* _Directive_
Locate every line in the data below that contains the word "windshield" and copy each of those lines.

* _Record extracts_
-.-.-

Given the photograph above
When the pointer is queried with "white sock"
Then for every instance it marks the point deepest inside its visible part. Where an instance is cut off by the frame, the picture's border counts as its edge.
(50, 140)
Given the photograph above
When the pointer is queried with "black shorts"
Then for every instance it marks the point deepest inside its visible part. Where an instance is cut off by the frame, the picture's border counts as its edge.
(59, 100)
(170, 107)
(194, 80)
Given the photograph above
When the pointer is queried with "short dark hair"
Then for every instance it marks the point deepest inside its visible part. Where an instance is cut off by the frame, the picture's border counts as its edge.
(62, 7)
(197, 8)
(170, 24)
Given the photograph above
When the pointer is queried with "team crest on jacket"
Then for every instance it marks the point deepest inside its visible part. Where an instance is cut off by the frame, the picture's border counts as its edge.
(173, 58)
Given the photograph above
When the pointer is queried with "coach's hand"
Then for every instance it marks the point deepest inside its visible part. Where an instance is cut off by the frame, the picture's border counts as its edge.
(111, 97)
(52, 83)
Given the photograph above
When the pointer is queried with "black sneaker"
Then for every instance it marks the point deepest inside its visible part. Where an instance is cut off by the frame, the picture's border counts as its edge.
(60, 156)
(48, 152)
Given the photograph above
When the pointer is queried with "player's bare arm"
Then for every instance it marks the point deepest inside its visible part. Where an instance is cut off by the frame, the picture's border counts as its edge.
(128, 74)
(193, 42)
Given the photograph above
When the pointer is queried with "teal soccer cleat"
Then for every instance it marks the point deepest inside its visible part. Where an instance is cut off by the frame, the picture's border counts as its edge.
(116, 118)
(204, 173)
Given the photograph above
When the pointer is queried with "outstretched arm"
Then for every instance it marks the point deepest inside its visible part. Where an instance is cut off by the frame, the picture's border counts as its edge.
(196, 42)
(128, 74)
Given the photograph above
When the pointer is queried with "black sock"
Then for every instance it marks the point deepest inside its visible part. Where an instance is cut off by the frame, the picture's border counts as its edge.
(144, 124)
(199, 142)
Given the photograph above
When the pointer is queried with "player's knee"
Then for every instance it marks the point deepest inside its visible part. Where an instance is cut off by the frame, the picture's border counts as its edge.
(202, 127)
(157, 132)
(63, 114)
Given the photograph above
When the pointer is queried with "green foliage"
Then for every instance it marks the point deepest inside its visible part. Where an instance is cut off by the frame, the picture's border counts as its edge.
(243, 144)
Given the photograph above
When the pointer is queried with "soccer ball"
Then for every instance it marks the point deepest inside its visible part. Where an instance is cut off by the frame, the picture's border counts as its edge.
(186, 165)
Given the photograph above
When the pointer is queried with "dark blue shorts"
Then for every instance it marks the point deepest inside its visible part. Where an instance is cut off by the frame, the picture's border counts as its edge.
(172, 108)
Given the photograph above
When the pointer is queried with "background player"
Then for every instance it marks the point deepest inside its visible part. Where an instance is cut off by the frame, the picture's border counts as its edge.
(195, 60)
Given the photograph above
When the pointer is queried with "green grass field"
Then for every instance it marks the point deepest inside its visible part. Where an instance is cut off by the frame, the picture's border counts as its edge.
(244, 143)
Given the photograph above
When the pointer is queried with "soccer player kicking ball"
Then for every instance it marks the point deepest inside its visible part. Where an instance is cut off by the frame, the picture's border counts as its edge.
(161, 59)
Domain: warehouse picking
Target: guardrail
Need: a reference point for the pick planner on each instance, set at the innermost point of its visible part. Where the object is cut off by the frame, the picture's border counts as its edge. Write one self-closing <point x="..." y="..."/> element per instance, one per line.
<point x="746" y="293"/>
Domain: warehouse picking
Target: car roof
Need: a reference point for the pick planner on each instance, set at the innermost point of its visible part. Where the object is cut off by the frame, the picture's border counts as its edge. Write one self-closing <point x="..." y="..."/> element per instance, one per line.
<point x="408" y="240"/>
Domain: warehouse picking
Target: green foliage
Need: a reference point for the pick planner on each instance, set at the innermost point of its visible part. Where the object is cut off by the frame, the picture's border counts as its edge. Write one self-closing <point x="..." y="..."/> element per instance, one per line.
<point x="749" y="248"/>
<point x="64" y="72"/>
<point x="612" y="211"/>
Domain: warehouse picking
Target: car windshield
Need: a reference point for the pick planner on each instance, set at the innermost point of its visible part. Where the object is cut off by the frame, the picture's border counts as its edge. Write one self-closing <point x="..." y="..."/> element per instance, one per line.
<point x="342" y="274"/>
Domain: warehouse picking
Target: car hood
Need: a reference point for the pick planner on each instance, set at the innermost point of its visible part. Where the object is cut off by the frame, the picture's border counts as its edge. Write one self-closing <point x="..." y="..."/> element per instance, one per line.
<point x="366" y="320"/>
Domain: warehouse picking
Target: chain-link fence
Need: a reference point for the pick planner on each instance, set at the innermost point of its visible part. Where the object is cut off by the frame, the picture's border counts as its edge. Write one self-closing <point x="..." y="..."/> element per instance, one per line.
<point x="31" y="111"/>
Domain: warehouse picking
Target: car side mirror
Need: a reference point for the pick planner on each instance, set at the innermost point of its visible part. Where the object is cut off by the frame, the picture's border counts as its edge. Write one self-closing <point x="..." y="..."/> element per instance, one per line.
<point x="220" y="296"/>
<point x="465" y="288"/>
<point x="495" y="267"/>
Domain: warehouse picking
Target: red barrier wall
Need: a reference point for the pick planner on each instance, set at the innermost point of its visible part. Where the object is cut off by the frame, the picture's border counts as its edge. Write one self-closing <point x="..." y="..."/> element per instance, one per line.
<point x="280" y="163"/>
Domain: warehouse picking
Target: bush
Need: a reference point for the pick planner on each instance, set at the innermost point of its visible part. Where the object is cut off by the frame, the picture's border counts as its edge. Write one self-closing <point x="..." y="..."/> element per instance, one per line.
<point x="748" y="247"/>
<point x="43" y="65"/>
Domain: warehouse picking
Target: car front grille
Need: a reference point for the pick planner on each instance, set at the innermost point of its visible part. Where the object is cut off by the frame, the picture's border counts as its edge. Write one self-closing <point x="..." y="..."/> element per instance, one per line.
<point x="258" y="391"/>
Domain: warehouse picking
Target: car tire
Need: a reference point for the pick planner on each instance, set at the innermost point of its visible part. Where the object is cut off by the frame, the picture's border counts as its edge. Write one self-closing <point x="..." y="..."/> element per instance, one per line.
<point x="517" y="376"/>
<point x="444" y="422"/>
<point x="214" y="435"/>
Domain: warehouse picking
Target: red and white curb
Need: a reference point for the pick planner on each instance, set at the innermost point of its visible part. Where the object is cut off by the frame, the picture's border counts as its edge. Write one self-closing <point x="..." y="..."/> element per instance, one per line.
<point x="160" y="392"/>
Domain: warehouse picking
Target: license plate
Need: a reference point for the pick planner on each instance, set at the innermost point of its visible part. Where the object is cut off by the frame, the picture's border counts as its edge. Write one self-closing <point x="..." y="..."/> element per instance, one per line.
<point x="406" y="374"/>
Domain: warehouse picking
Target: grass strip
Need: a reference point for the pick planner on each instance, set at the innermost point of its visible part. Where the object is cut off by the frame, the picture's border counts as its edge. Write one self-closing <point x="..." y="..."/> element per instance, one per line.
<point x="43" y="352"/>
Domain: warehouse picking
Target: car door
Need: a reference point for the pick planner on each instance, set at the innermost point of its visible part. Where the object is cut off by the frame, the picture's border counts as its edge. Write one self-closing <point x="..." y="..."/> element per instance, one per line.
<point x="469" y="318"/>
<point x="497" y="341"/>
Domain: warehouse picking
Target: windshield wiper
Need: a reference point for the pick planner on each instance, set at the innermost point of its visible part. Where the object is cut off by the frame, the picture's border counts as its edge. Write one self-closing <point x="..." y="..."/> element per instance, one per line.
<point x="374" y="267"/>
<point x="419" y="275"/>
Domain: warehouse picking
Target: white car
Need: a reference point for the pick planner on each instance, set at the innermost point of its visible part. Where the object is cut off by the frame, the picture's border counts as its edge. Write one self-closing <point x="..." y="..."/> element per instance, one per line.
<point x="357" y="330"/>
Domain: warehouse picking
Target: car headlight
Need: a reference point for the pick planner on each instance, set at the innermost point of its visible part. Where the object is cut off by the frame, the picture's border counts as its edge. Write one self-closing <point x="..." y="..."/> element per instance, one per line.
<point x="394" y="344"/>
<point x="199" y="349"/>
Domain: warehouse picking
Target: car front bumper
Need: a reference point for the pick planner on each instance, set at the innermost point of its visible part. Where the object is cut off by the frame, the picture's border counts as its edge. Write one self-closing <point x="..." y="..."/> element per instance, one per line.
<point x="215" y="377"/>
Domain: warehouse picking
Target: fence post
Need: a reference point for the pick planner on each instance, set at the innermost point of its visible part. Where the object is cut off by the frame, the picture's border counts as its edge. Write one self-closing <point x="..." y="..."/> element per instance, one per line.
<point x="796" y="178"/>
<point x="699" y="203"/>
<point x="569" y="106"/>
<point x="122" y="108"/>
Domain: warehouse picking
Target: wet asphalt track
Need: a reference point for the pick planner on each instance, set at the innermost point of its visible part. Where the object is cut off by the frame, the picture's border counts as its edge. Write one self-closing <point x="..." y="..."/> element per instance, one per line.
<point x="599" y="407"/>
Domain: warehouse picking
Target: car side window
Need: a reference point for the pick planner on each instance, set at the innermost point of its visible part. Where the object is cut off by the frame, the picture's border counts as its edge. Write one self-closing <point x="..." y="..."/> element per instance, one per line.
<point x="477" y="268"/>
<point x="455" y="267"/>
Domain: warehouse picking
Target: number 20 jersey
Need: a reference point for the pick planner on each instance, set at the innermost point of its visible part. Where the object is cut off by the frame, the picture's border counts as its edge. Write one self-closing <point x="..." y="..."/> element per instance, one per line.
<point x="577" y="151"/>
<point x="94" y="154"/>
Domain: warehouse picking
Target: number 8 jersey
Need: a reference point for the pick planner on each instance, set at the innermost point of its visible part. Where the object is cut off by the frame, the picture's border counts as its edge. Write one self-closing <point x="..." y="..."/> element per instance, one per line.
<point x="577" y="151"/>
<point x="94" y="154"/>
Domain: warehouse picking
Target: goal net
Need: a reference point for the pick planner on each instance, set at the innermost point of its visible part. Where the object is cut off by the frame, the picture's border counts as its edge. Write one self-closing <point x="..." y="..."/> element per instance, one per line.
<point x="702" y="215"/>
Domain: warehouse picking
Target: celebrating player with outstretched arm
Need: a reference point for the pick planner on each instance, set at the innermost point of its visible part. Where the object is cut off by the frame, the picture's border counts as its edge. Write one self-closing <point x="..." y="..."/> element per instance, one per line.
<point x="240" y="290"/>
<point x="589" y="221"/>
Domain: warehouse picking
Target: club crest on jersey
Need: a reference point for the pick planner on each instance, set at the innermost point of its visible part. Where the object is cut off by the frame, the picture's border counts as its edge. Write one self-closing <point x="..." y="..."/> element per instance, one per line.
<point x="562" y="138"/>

-.-.-

* _Task solution_
Target: car windshield
Target: windshield wiper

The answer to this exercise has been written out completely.